As the answer, set down the lines below from the one containing "In this exercise you will locate the protective" through the one containing "Query: curly dark hair", exactly and inclusively, and no others.

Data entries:
┌──
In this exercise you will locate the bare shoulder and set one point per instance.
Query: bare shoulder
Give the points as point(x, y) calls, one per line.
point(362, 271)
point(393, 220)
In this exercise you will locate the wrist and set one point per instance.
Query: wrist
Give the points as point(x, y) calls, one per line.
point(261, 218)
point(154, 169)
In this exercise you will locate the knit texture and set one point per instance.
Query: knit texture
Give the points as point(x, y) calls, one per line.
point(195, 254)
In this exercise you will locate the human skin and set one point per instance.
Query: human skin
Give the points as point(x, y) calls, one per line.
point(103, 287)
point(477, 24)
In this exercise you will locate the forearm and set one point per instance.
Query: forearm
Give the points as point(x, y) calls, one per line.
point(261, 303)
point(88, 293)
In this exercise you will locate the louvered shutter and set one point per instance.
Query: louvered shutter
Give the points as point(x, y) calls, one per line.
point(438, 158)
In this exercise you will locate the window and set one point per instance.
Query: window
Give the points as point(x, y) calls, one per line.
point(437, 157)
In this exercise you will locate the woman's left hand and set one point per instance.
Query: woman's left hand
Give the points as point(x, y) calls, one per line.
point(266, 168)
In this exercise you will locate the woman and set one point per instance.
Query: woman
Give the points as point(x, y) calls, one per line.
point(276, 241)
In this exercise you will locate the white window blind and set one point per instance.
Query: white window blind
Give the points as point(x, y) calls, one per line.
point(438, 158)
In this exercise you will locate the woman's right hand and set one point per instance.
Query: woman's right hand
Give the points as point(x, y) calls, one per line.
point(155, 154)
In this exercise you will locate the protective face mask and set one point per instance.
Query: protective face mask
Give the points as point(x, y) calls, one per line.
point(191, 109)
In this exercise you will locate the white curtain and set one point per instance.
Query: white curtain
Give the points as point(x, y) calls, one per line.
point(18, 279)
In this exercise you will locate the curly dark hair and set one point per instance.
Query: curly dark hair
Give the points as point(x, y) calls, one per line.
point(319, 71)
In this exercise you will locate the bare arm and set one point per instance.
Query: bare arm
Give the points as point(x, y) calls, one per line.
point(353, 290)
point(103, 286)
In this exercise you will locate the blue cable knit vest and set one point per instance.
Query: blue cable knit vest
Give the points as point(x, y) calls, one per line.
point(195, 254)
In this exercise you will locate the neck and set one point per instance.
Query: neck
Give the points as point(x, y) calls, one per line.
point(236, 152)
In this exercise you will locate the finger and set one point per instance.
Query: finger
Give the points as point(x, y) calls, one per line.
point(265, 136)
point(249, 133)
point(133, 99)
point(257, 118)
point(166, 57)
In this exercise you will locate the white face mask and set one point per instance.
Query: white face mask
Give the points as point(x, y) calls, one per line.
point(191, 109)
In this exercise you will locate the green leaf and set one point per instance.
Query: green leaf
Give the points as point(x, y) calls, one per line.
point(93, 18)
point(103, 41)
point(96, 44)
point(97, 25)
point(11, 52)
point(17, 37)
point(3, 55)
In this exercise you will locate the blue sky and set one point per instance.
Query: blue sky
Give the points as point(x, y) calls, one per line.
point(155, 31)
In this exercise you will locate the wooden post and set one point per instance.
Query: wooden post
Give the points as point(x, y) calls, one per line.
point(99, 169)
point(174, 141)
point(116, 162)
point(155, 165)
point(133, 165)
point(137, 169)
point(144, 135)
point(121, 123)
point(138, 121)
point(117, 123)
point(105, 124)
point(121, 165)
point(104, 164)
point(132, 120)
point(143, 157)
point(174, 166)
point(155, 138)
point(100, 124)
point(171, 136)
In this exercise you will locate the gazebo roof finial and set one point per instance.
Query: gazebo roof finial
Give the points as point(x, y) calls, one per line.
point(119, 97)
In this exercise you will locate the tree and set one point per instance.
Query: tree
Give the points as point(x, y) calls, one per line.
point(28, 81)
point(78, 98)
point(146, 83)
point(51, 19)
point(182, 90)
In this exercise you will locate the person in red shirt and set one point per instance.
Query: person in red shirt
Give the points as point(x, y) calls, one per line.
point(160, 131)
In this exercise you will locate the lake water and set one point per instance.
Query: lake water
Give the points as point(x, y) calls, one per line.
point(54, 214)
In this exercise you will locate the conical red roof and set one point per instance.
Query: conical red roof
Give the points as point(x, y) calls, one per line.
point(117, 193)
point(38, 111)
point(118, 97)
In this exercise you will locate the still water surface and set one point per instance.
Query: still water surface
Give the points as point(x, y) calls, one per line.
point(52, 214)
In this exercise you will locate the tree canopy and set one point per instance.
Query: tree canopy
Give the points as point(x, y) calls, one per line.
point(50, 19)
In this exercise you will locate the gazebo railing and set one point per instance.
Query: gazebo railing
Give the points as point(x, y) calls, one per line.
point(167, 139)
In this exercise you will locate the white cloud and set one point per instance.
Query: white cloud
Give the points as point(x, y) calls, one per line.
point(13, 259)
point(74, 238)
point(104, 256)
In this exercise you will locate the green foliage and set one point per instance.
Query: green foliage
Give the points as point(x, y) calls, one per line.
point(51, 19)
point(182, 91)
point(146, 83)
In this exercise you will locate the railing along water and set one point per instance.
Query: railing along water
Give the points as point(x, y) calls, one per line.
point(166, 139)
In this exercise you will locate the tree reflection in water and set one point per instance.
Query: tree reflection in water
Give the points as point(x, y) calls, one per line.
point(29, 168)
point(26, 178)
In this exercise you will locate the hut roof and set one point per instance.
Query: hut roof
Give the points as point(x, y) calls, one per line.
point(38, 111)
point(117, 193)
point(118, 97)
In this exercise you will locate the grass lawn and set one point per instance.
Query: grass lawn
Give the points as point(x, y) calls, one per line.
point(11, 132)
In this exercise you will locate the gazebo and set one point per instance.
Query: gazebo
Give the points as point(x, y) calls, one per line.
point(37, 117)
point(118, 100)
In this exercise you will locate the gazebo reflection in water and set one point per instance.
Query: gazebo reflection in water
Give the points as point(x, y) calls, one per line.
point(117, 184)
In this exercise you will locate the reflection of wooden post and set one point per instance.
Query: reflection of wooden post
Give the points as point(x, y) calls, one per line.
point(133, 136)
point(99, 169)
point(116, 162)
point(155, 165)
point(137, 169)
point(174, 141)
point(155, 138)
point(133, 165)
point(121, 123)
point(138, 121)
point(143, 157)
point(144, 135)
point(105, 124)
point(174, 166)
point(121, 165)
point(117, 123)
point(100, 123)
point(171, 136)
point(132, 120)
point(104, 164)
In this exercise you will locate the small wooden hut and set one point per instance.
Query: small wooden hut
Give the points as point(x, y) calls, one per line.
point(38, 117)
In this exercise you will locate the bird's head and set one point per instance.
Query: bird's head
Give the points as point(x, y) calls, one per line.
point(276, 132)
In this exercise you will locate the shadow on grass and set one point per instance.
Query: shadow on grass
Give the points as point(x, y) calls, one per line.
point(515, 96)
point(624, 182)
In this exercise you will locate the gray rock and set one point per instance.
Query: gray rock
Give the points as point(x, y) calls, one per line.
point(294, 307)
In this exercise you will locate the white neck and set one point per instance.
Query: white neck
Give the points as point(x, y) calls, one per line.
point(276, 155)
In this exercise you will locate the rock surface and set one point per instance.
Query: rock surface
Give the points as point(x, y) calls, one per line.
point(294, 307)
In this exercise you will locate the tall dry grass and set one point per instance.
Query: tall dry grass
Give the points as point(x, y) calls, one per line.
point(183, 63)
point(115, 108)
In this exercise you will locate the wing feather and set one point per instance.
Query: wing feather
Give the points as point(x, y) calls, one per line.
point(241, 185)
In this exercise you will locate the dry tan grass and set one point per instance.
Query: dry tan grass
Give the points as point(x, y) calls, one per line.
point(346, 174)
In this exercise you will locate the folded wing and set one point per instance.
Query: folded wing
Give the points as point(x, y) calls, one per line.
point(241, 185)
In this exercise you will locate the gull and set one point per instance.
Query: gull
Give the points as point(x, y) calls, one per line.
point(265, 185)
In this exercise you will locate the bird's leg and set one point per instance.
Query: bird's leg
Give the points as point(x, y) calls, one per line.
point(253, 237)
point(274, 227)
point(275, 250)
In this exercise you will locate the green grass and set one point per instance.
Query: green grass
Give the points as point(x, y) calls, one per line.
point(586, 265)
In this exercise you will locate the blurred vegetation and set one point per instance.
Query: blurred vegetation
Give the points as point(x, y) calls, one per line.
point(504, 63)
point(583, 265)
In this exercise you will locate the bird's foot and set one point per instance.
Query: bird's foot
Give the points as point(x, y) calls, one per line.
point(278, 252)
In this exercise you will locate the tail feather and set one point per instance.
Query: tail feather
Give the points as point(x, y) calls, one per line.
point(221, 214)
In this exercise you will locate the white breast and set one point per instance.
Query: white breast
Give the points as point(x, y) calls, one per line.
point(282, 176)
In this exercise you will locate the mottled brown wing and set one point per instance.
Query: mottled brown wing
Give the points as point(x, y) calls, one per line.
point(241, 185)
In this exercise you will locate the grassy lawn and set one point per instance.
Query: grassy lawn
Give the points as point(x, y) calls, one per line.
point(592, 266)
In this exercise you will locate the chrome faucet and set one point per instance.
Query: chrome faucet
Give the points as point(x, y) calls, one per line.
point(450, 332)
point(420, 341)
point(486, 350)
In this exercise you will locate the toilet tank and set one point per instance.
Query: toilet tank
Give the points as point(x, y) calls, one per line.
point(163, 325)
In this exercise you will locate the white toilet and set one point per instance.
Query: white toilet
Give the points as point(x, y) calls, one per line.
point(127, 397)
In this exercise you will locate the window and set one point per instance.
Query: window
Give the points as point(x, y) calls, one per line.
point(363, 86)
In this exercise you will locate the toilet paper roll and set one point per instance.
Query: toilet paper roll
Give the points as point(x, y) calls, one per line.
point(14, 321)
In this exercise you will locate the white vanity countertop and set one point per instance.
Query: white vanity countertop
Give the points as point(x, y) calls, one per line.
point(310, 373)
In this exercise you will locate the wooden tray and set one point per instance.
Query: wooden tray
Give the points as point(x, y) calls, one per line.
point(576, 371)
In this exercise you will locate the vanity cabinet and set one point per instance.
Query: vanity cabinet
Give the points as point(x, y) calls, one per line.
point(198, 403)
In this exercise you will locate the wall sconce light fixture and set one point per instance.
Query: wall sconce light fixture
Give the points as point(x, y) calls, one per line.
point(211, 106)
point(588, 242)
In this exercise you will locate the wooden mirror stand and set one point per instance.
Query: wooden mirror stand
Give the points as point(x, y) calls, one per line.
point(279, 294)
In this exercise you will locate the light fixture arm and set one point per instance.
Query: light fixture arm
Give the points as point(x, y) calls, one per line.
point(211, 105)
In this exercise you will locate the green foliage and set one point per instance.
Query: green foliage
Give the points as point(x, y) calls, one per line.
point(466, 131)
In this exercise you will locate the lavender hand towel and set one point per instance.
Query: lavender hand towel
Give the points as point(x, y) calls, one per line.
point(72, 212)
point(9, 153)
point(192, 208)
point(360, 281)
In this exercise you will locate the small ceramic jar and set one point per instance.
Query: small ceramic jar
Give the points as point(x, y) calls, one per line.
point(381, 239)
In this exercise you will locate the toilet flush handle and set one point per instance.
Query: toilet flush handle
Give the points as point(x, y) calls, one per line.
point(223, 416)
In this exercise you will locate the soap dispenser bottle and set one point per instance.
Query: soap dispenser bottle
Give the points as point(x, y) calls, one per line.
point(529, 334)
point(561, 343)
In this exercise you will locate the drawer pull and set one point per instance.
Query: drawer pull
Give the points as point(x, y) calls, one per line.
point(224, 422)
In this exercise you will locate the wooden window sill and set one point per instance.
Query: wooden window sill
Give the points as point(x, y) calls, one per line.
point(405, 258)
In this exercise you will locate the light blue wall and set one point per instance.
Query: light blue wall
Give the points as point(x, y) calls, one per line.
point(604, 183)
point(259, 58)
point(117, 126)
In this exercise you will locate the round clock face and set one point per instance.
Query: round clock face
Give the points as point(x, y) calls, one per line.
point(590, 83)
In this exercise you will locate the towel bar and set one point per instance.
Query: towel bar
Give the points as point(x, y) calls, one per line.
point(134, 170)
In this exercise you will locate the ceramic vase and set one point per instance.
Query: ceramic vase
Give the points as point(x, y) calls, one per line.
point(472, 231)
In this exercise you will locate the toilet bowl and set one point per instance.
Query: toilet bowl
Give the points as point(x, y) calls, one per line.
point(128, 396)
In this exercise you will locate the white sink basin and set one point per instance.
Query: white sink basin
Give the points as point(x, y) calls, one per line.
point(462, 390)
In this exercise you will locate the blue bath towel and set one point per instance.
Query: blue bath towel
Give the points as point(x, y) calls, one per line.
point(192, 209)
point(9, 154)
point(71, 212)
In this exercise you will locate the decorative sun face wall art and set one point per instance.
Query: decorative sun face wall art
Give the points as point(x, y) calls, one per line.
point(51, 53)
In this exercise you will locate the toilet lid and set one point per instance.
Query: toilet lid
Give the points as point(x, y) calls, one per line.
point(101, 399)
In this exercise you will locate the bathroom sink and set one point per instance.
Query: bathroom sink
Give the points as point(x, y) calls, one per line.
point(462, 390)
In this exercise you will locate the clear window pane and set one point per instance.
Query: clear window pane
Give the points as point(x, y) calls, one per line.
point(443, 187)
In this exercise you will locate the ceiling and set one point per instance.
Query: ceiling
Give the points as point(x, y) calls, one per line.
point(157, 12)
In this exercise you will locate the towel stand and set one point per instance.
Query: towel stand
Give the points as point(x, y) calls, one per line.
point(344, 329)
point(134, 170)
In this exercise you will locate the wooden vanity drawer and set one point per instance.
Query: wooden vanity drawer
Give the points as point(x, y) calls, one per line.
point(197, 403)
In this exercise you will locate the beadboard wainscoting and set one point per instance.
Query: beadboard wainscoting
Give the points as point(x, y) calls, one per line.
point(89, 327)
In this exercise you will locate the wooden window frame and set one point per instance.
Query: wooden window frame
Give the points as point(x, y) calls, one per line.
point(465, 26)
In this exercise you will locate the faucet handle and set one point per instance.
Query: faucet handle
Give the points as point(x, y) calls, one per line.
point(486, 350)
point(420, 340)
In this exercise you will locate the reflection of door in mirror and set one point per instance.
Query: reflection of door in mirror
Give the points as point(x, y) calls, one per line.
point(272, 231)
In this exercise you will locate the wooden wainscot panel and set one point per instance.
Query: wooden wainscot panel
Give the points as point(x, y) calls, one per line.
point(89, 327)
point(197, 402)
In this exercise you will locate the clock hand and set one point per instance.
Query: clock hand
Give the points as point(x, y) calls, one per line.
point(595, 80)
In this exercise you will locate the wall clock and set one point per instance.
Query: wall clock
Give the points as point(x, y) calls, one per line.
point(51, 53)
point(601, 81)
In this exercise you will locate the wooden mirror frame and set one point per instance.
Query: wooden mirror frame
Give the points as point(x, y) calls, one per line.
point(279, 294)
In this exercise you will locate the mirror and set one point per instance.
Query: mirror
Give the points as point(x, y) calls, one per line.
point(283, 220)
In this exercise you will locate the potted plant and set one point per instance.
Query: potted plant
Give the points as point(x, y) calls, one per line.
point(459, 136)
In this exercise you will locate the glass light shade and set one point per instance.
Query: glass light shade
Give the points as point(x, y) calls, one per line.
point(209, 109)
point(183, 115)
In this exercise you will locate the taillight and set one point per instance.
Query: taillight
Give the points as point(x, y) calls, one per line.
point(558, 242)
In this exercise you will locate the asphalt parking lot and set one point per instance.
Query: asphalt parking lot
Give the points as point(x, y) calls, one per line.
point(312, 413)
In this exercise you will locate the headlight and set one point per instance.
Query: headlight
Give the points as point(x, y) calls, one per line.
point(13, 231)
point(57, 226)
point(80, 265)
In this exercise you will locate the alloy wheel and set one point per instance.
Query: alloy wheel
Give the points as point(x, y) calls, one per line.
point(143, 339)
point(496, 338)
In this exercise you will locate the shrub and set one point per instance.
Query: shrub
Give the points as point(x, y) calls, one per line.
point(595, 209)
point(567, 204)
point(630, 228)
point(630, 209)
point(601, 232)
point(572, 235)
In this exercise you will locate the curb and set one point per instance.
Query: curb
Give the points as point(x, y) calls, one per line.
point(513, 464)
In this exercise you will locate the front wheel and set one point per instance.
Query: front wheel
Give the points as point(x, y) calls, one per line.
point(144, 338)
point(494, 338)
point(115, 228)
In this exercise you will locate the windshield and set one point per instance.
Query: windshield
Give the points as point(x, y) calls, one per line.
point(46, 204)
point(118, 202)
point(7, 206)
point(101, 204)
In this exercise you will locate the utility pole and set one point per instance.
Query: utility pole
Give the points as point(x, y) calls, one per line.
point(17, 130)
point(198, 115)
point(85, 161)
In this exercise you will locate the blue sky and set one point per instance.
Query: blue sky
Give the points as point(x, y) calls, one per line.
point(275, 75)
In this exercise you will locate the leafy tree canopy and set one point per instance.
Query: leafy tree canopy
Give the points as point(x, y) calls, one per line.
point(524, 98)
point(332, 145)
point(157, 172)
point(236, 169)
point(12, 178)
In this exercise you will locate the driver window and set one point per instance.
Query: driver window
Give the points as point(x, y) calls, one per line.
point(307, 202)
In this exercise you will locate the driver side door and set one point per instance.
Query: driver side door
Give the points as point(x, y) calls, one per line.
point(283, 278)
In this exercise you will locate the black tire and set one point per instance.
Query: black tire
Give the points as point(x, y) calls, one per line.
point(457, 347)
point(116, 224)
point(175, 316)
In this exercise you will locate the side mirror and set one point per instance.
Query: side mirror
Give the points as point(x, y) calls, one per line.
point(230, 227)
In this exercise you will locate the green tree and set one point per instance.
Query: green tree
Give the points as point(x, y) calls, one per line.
└──
_RESULT_
In this exercise you will locate the protective face mask and set one point per instance.
Query: protective face mask
Give the points as point(x, y) calls, one per line.
point(191, 109)
In this exercise you will locate the white curtain and set one point per instance.
Query: white curtain
Give the points as point(x, y) calls, one per line.
point(18, 279)
In this exercise you will locate the curly dark hair and set one point per instance.
Query: curly dark hair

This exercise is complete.